● **TASK TO COMPLETE**
Please copy every one of the following lines word for word.

● **RECORD EXTRACTS**
__________________________________________________

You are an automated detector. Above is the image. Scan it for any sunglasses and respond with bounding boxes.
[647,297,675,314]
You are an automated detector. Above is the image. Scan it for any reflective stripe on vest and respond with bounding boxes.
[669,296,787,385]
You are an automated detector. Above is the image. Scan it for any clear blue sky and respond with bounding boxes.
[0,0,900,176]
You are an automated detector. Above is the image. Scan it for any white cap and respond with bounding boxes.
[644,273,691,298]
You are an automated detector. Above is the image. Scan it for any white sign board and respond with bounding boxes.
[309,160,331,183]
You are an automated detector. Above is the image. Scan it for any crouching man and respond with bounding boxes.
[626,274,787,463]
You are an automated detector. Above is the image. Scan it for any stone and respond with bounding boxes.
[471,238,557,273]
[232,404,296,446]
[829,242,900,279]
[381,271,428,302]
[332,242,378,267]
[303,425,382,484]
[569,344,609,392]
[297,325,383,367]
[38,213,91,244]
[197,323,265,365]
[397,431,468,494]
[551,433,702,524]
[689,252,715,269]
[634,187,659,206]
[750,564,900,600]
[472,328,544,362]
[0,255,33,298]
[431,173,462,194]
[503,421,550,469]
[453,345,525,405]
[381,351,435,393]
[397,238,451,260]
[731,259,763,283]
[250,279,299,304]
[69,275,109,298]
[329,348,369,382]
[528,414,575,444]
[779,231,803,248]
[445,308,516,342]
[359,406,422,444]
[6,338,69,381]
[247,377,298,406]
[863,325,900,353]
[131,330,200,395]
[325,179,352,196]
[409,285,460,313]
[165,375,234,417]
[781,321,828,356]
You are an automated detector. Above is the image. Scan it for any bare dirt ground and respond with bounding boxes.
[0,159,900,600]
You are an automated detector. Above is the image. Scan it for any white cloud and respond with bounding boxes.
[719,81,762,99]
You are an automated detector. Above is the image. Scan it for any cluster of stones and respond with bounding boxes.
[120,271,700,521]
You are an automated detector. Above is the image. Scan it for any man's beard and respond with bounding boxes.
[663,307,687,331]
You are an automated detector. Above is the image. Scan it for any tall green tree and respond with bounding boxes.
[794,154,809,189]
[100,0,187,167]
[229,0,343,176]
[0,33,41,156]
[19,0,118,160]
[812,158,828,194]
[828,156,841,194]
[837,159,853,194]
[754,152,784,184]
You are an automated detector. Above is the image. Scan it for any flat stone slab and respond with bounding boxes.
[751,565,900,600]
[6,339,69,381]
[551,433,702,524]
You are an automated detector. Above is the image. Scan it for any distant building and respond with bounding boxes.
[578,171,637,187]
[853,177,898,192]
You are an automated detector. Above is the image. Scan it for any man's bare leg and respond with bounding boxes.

__________________________________________________

● **REPLY**
You are an automated detector. Above is the image. Scan it for any sunglasses and respond with bounding boxes.
[647,297,675,314]
You are an automated detector. Above is the image. Scan it for any reflective stripe on vest and respond with bounding boxes.
[669,296,787,385]
You are an automated detector. Above is the image. Scan it for any clear blue sky and respond with bounding boxes.
[0,0,900,176]
You are an automated detector. Above is the image. Scan it for any white cap and respond with bounding boxes.
[644,273,691,298]
You are an automated detector. Above is the image. Scan it for any white sign board and respond with bounding boxes.
[309,160,331,183]
You are an automated detector. Above is the image. Scan it for any crouching man and respond with bounding boxes.
[626,274,787,463]
You are an automated detector. Above is the image. Scan it for any stone and respond with bounding boxes.
[471,238,557,273]
[232,404,296,446]
[829,242,900,279]
[381,271,428,302]
[332,242,378,267]
[303,425,382,484]
[569,344,609,392]
[297,325,383,367]
[38,213,91,244]
[197,323,265,365]
[397,431,468,494]
[551,433,702,524]
[689,252,715,269]
[634,187,659,206]
[750,564,900,600]
[472,328,544,362]
[0,255,33,298]
[431,173,462,194]
[503,421,550,469]
[453,345,525,405]
[381,351,435,393]
[397,238,451,260]
[731,259,763,283]
[250,279,299,304]
[69,275,109,298]
[329,348,369,382]
[528,414,575,444]
[779,231,803,248]
[445,308,516,342]
[359,406,422,444]
[6,338,69,381]
[247,377,298,406]
[863,325,900,353]
[131,330,200,395]
[325,179,352,196]
[409,285,460,313]
[165,375,234,417]
[781,321,828,356]
You are an automated detector. Above is the image. Scan it for any bare dirt ground and respond with bounding boxes.
[0,159,900,600]
You are an automated detector. Above is the image. Scan it for any white cloud and respond with bounding boxes.
[719,81,762,99]
You are an automated detector. Above is the image. Scan it for any cluster of stones and respond with bounding boxes.
[120,271,700,521]
You are an automated detector. Above is the image. Scan it for any man's beard and respond with bounding boxes.
[663,307,687,331]
You are an automated detector. Above is the image. Scan it for any tall green tree and respond with bounding boxes.
[794,154,809,189]
[100,0,187,167]
[229,0,343,176]
[0,33,41,156]
[19,0,118,160]
[812,158,828,194]
[828,156,841,194]
[837,159,853,194]
[754,152,784,184]
You are an automated detector. Above is the image. Scan it for any flat stone slab and respond with bounding boxes.
[751,565,900,600]
[6,339,69,381]
[551,433,702,524]
You are an automated detector. Above is the image. Scan it for any distant building and respond with bounding boxes.
[578,171,637,187]
[853,177,898,192]
You are an automated detector. Above is the image. Scan it for any man's bare leg and respond with bounding boxes.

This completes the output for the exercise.